* _Job_: Could you reproduce all of the following records with every "lanyard" swapped for "neck strap", keeping everything else identical and omitting the pictures?

************

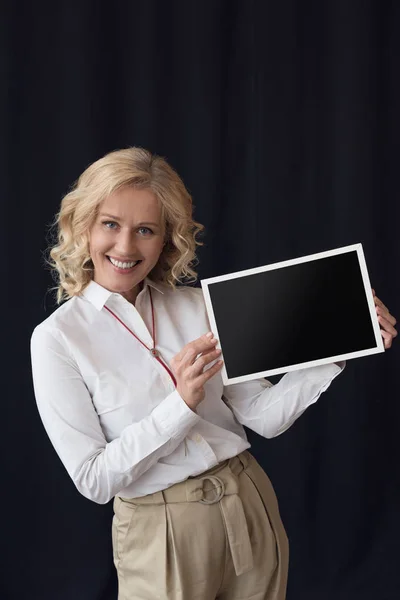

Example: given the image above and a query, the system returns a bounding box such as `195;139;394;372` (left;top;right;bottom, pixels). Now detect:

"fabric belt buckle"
198;475;225;504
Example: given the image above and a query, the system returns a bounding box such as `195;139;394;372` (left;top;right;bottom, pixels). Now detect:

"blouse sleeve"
31;328;200;504
223;361;345;438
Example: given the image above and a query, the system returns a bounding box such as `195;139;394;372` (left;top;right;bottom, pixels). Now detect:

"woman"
31;148;397;600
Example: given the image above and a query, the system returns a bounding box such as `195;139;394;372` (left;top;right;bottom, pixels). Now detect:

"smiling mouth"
107;256;142;271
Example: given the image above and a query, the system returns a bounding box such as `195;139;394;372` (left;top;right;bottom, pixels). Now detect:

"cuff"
151;390;201;439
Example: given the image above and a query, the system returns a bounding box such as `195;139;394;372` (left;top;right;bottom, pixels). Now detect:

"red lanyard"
104;287;176;387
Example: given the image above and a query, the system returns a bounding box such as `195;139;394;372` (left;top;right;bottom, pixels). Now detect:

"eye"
138;227;153;235
102;221;118;229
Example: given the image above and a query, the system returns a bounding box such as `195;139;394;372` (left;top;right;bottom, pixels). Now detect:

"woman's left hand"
372;290;397;349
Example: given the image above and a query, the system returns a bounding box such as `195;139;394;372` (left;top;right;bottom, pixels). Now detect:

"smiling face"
89;187;165;304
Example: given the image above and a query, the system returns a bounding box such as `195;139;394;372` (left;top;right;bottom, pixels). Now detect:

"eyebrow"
100;213;160;227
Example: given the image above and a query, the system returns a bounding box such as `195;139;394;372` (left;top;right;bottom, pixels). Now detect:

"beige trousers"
112;451;289;600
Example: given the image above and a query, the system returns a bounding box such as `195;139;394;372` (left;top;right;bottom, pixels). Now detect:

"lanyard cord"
104;287;176;387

************

* _Exercise response_:
Example: given the image above and a query, the system returns a bounding box such as `195;139;394;372` (left;top;right;bottom, pixels). Now detect:

"fabric belt buckle"
198;475;225;504
Example: given the image above and a query, the system returns a bounding box such as `195;139;394;372` (left;top;right;bottom, pixels). Now detect:

"blouse sleeve"
31;328;200;504
223;361;345;438
Example: given the image above and a query, the system returns a bounding box such as `195;139;394;372` (left;top;right;bottom, pixels). Now detect:

"woman"
31;148;397;600
Example: given the image above and a query, the system returns a bounding box such as `195;139;394;372` (left;top;right;bottom, pixels). Now detect:

"smiling mouth"
107;256;142;271
Example: given the image above and a query, the system returns a bounding box such as `195;139;394;372` (left;top;right;bottom, pixels). Now detect:

"cuff"
151;390;201;439
Example: given the image above and a query, the system returns a bounding box such as `195;139;394;372` (left;top;right;bottom, pixels). Now detect:

"red neck strap"
104;287;176;387
Example: given the image above and a query, the system returns a bounding box such as `195;139;394;372` (left;top;right;bottom, pixels). Now detect:

"eye"
138;227;153;235
102;221;118;229
Example: given the image above and a query, the system returns a bounding box such as `195;139;394;372` (left;top;right;bottom, pixels). Now detect:

"woman's left hand"
372;290;397;349
Example: given the image above and a query, the system returns a bounding box such as `195;139;394;372` (left;top;right;bottom, pixels). Now detect:

"smiling face"
89;187;165;304
Example: given the image above and a query, the system returns a bounding box such as `195;139;394;372` (left;top;right;bottom, pixels). Now detect:

"eyebrow"
100;213;160;227
Example: given the image above and a query, the system returns a bounding box such as `195;139;394;372` (left;top;right;bottom, pixels). Now detect:

"beige trousers"
112;451;289;600
Example: given the image above and a query, the system returns a bounding box such as `195;139;394;372` (left;top;right;bottom, pixels). Now detect:

"neck strap cord"
104;287;176;387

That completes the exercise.